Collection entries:

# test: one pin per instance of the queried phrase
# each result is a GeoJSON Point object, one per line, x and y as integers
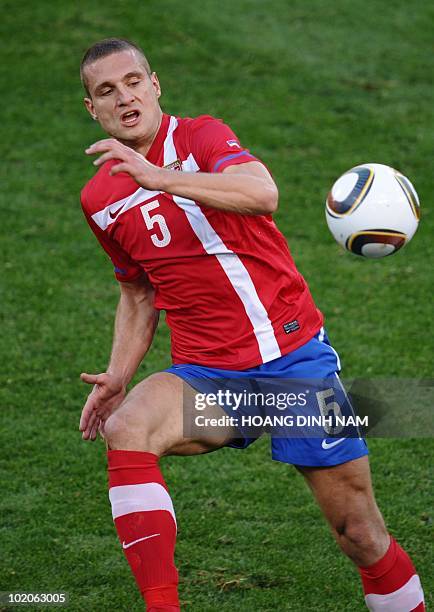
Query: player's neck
{"type": "Point", "coordinates": [143, 144]}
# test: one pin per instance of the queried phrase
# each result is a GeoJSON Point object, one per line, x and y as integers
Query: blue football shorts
{"type": "Point", "coordinates": [316, 363]}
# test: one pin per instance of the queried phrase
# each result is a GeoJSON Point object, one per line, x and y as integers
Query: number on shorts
{"type": "Point", "coordinates": [326, 408]}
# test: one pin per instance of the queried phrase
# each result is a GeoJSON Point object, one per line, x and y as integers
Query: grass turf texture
{"type": "Point", "coordinates": [312, 88]}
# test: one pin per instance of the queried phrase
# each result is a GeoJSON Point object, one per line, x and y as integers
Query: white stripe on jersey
{"type": "Point", "coordinates": [229, 261]}
{"type": "Point", "coordinates": [104, 217]}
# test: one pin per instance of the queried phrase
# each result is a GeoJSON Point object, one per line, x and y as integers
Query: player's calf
{"type": "Point", "coordinates": [344, 492]}
{"type": "Point", "coordinates": [147, 425]}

— TASK DIRECTIONS —
Without the pictures, restate each entry exactly.

— RESULT —
# test: one pin per instance of the queried phrase
# each result is a GeoJSON Point object, one per line, x and y as integers
Query: player's neck
{"type": "Point", "coordinates": [143, 144]}
# test: one pin per instance of the queried phrase
# each result is a GeoJSON Point object, one per line, x and y as integers
Query: blue football shorts
{"type": "Point", "coordinates": [316, 363]}
# test: one pin per instance of the queried phrase
# each result is a GeoJSON Point object, one per line, x and y as integers
Query: number on shorts
{"type": "Point", "coordinates": [326, 408]}
# test: one pin per instance of the queried phrase
# each result is a GeoJSON Point object, one per line, x and y as integers
Query: grass turf texture
{"type": "Point", "coordinates": [312, 88]}
# test: one pin per instance of the queried phrase
# each result is a GeoJSON Point object, one per line, x and y as integers
Query: white stripe on jersey
{"type": "Point", "coordinates": [229, 261]}
{"type": "Point", "coordinates": [104, 217]}
# test: one pin per instance of the queried phrase
# each result is a GeoJSON Point object, one per line, x and y as integers
Query: player's calf
{"type": "Point", "coordinates": [344, 492]}
{"type": "Point", "coordinates": [147, 425]}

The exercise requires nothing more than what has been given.